* READING PASSAGE:
Named Person scheme ‘corrodes’ family relations

Plans to appoint a state guardian to every child in Scotland will be “corrosive” to family relations, a columnist has warned.

Writing in The Scotsman, sociologist Tiffany Jenkins said the scheme “communicates to children that their mums and dads are not to be trusted”.

She also commented that parents must “hold the authority” to take care of children.

Challenge

Under the Named Person plans – which are set to come into force in 2016 – all children in Scotland will be assigned a state-appointed guardian to monitor their wellbeing.

However, The Christian Institute, Christian charity CARE, Tymes (The Young ME Sufferers) Trust, and the Family Education Trust recently launched a legal challenge to the plans.

Jenkins commented that the initiative tells children that “a different adult – one with a professional qualification – is better equipped to look out for them than their own family members”.

Undermine

“This greatly undermines the role and place of the parents in a child’s life. What could be more corrosive to relations than that?”, she said.

She added that children are “innocent, ignorant, and vulnerable, though not as much as child protection zealots would have us think: children can be 
strong, robust and agents of their own lives in a small but important way”.

“Children need to be able to spread their wings and have the space to try life out. And they need adults – and especially their parents – to hold the authority to take care of them, check they are doing okay, and guide them as they grow.

“At the moment, too many laws, policies and child protection agencies stand in the way of this. It is time for the child protection industry to butt out of our lives.”

Invade

Earlier this year, a mother of two spoke about being separated from her home after suffering at the hands of a council that operates a pilot Named Person scheme.

Donna Mackie told the NO2NP campaign that officials held secret meetings to determine her son’s medical treatment without reference to her or her husband.

She said: “We feel as a family that the Named Person process is going to be an invasion of privacy for the whole of the family”.

* WHAT THE TASK ASKS:
Answer these questions from the article on the Named Person scheme.
1. In what year are the Named Person plans set to come into force?
2. In which publication was Tiffany Jenkins writing?
3. To which campaign did Donna Mackie speak?

* SUPPLIED ENTRIES:
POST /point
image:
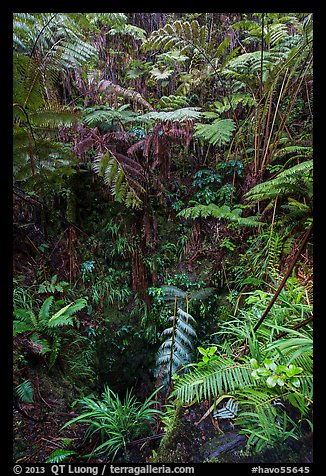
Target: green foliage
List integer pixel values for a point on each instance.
(223, 212)
(45, 328)
(229, 411)
(123, 176)
(117, 422)
(297, 179)
(177, 115)
(25, 392)
(176, 350)
(218, 133)
(60, 455)
(215, 378)
(172, 101)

* EXERCISE RESPONSE:
1. 2016
2. The Scotsman
3. The NO2NP campaign